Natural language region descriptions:
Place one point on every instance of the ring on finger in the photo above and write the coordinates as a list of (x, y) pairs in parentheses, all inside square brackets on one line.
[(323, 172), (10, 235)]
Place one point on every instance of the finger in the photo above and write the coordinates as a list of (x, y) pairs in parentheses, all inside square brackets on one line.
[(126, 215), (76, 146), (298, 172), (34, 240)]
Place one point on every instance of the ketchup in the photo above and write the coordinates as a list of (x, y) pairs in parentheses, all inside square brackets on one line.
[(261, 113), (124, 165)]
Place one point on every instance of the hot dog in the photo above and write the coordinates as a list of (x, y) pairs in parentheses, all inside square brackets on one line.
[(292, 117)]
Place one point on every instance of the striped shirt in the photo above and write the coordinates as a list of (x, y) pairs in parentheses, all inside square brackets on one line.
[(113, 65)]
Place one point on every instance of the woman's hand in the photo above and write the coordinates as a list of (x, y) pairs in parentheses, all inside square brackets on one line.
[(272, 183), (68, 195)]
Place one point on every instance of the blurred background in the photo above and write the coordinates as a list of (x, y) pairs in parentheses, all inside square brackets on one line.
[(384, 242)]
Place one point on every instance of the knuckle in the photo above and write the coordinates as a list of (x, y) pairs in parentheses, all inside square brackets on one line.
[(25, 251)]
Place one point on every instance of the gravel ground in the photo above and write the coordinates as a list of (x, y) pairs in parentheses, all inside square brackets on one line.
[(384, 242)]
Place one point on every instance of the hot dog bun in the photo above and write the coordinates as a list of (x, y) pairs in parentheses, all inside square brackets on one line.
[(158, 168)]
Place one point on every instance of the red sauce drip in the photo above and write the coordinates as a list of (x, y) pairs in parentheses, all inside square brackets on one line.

BRIEF: Reproduce only the lines between the line containing "Place one point on every instance of the striped" and the last line of the records, those two lines included, exactly.

WRITTEN ANSWER:
Place one point on every instance of the striped shirt in the photo above and write the coordinates as a list of (x, y) pairs in parentheses, all inside square brackets on one line.
[(113, 65)]
Place one point on every instance of the woman's hand in the photo above and write the coordinates as a list of (x, y) pairs in parentheses, all inside square brackets on one line.
[(272, 183), (68, 195)]
Place one point on every instance of the blurred background in the photo above and write the coordinates as a list of (x, y) pairs in parentheses, all inside square brackets on one line.
[(384, 242)]
Place one point on every instance of the knuckle in the photo above and write the coordinates as a list of (x, y) pairs in parentheses, all inside square brackets on one line.
[(25, 251)]
Place one point on every instance of the gravel ground in the photo above and write the coordinates as a list of (x, y) pairs in parentheses, all inside square brackets on one line.
[(384, 242)]
Place one point on every instance of the hot dog bun in the photo above and write the coordinates as a list of (x, y) pairs in parentheses, all inside square brackets on one line.
[(158, 168)]
Place one point on every instance of the red sauce drip in the photo above and write the coordinates as a list of (x, y) pairs in parentheses, all inside square brackets on one line.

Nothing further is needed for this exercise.